▶ [Written exercise] Pull out every line of the items below that contains the string "water", treating uppercase and lowercase as different.

Records from a data source:
*****
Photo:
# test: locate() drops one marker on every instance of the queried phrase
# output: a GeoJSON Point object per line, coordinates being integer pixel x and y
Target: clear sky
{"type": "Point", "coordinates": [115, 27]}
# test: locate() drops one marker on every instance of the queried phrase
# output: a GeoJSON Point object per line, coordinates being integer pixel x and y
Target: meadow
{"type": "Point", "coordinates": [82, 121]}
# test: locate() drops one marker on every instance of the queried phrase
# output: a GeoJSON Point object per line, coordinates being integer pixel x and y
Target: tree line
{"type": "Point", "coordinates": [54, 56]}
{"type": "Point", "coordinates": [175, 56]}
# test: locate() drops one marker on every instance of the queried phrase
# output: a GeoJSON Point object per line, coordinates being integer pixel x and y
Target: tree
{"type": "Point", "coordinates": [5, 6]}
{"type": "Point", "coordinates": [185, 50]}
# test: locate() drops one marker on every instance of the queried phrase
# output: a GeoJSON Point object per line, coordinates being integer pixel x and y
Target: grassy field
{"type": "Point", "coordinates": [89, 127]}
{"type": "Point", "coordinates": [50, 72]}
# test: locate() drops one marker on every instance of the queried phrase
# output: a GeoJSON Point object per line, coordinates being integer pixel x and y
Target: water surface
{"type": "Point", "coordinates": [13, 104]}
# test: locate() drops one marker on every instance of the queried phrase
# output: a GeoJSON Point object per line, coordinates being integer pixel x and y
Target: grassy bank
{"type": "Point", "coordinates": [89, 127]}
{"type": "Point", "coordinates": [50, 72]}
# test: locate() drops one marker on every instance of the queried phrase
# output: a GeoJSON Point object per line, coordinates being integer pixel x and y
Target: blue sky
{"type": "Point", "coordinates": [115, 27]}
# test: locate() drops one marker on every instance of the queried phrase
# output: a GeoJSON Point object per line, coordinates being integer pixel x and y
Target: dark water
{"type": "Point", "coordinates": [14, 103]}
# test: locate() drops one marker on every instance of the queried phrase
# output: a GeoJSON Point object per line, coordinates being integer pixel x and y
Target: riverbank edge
*****
▶ [Answer to this exercise]
Target: water surface
Target: dark water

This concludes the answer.